- Tasks
a) According to the article about Gloria Carter coming out, what three things does Carter say it is now time for her to do?
b) In the article about Gloria Carter, which Jay-Z song features her coming out?
c) Extend the article about Gloria Carter coming out, starting after its final sentence.

- Study text
==================================================

Jay-Z's mom, Gloria Carter, made headlines back in June when she came out as a lesbian on the rapper's highly-anticipated album "4:44." Now, the mom-of-four has opened up about her famous son's emotional reaction to hearing the news for the first time.
"Me and my son, we share a lot of information. I was sitting there and... I just finally started telling him who I was," Carter told the D'ussé Friday podcast on Tuesday. "Besides your mother, this is the person that I am, this is the life that I live. So my son actually started tearing, because he was like, 'That had to be a horrible life, Ma.' And I was like, 'My life was never horrible, it was just different.' So that made him want to do a song about it."
I was never ashamed of me. But in my family, it was something that was never discussed.
Carter went on to reveal that she was skeptical about the song at first. "When it first happened, I was sharing myself [with Jay], not to share myself with the world," she said.
However, after having multiple conversations with her son, she decided this was her chance to share her true identity with her family. "I was never ashamed of me. But in my family, it was something that was never discussed," Carter explained. "I'm tired of all the mystery. I'm gonna give it to 'em. ... Now it's time for me to live my life and be happy, be free."
Carter's coming out is featured on Jay-Z's song "Smile." In the nearly five-minute tune, the rapper revealed his acceptance of his mother's sexual identity.

==================================================

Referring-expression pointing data
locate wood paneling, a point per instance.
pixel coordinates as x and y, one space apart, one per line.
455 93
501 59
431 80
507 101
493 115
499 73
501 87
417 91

==================================================

- Answer set
a) Live her life, be happy, and be free.

b) Her coming out is featured on Jay-Z's song "Smile."

c)
"Mama had four kids, but she's a lesbian / Had to pretend so long that she's a thespian," he raps. "Had to hide in the closet, so she medicate / Society shame and the pain was too much to take. / Cried tears of joy when you fell in love / Don't matter to me if it's a him or her."
Gloria also appears on the track to close out the song with beautiful spoken word.
But life is short, and it's time to be free / Love who you love, because life isn't guaranteed.
"Living in the shadow / Can you imagine what kind of life it is to live?" she asks. "The world is changing and they say it's time to be free / But you live with the fear of just being me. Living in the shadow feels like the safe place to be / No harm for them, no harm for me / But life is short, and it's time to be free / Love who you love, because life isn't guaranteed."
Jay-Z's song about his mother's coming out is a significant one, as rap has historically been known to be homophobic, though artists have made more progressive strides in recent years.
"To be a rap fan that identifies as anything other than male and straight is to wade against a current pushing back at your very being, to be constantly driven by your heart to decisions your mind ought to reject," New York Magazine writer Craig Jenkins noted in a piece for Vulture.
To be a rap fan that identifies as anything other than male and straight is to wade against a current pushing back at your very being.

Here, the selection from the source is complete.